Among the entries below, find each line holding "block" and return it.

▸ **Data to examine**:
-*-
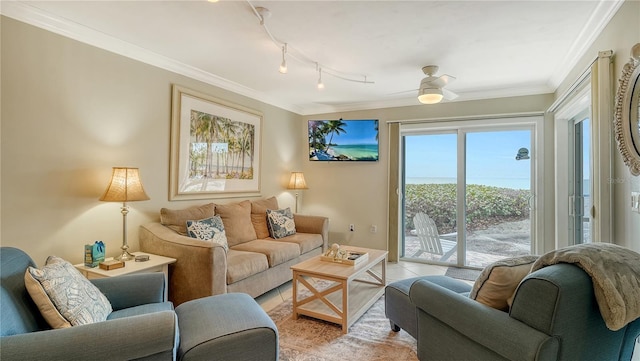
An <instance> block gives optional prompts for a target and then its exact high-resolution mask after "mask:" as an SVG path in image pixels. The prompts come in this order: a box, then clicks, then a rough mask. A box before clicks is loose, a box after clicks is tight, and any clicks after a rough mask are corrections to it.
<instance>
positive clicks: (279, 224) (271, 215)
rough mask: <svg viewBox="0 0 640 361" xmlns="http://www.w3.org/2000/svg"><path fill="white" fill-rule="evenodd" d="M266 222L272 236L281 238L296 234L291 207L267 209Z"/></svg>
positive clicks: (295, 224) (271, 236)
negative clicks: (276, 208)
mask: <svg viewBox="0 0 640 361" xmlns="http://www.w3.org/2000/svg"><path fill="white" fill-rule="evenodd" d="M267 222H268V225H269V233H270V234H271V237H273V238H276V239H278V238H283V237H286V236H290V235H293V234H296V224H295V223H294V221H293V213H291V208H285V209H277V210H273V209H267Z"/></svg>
-*-
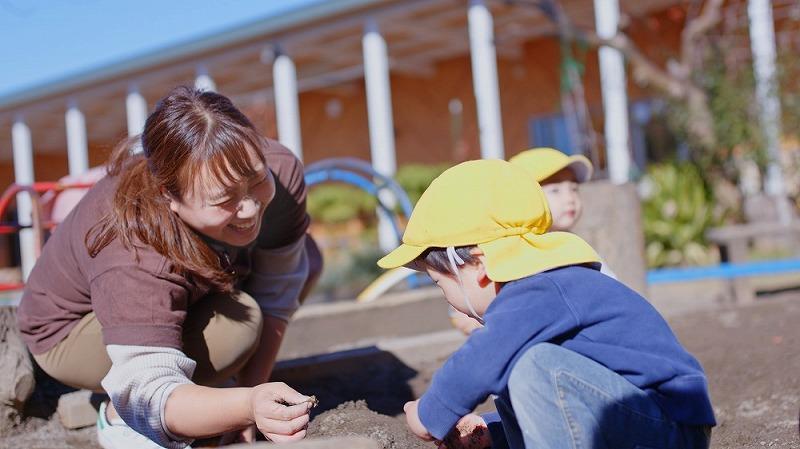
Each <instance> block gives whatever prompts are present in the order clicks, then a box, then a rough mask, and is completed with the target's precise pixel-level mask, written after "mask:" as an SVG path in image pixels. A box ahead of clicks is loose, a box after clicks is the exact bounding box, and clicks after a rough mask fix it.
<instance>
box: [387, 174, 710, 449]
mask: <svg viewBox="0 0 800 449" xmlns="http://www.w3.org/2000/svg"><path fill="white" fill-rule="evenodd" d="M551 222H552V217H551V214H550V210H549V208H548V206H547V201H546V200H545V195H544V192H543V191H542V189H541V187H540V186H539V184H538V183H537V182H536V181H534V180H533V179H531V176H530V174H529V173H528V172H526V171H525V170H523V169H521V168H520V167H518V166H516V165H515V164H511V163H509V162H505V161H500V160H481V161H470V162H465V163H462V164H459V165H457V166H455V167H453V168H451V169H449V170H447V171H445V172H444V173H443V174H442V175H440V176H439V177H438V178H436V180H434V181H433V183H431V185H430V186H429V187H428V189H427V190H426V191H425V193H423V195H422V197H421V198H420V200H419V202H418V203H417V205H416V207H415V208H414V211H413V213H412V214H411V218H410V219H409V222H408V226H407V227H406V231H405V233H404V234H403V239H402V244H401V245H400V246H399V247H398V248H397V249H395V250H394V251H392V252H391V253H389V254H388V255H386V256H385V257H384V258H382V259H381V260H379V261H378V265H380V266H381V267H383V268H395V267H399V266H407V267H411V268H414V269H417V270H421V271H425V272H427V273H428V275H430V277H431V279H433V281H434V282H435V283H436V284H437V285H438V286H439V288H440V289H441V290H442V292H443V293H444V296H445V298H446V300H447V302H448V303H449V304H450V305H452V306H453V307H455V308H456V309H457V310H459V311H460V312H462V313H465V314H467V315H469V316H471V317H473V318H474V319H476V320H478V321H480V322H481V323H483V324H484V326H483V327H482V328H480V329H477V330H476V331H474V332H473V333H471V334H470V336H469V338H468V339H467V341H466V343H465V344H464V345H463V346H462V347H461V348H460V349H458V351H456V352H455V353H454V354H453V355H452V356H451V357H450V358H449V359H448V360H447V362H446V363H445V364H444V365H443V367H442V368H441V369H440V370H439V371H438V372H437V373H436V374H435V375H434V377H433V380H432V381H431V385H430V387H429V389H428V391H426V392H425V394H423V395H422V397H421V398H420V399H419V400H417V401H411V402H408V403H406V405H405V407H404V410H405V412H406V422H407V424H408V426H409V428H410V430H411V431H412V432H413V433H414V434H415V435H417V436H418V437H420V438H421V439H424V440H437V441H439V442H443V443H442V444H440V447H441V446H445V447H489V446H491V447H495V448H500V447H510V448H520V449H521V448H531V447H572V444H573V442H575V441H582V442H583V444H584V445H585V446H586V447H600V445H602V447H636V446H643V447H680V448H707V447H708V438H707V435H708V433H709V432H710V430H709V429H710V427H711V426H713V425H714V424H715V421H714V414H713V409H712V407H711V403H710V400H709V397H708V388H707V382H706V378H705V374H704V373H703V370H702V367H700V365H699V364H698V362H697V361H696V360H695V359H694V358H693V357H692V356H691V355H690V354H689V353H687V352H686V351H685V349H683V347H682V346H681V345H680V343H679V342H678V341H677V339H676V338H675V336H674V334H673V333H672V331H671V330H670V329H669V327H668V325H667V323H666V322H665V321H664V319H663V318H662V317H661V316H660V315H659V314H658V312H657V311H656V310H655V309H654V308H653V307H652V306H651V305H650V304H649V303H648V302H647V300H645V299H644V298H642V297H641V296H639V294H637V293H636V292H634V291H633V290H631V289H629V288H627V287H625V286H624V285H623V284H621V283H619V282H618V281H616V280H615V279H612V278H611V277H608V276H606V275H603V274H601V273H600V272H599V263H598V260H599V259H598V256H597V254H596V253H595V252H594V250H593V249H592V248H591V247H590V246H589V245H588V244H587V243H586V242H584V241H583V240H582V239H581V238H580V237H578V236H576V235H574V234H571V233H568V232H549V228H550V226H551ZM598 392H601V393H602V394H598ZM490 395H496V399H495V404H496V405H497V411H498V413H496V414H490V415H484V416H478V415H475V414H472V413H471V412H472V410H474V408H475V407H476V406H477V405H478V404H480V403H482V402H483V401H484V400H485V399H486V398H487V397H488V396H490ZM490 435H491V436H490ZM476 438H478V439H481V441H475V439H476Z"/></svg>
-*-
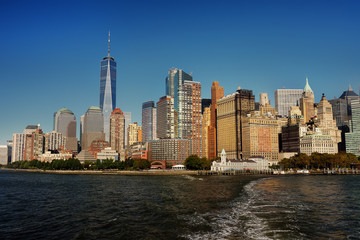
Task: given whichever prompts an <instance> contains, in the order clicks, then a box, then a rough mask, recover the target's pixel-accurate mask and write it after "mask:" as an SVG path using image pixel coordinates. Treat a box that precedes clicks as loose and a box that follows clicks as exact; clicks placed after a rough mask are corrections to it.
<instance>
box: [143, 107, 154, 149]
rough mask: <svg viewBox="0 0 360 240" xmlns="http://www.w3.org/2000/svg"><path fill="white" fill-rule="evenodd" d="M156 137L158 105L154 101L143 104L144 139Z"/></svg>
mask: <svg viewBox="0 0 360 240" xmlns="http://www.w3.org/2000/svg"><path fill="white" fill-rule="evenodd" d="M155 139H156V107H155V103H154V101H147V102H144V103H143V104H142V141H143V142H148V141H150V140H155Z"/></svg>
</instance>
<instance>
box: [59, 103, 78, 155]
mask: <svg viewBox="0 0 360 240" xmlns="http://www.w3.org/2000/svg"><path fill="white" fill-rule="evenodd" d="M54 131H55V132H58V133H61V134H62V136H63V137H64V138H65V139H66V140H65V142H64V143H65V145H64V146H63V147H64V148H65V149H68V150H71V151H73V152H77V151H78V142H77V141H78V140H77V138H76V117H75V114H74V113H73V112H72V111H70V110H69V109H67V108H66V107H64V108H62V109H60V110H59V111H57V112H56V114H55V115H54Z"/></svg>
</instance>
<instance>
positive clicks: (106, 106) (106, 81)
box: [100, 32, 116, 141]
-*-
▸ **Finished exercise**:
An <instance> block gives optional prompts for a target and then its exact high-resolution mask after "mask:" as an SVG path in image pixels. The prompts come in this order: a box, then clicks, then a rough mask. A box before clicks is loose, a box after clicks is tight, and any clicks after a rough mask are corrections to it.
Each <instance> block gives whatever prompts are present in the order clicks, then a box, then a rough mask, and is completed with the target's precise pixel-level mask, written after "mask:" as an SVG path in image pixels. A box ahead of clicks is loose, a box after clicks is the exact bounding box, and clicks after a rough mask fix it.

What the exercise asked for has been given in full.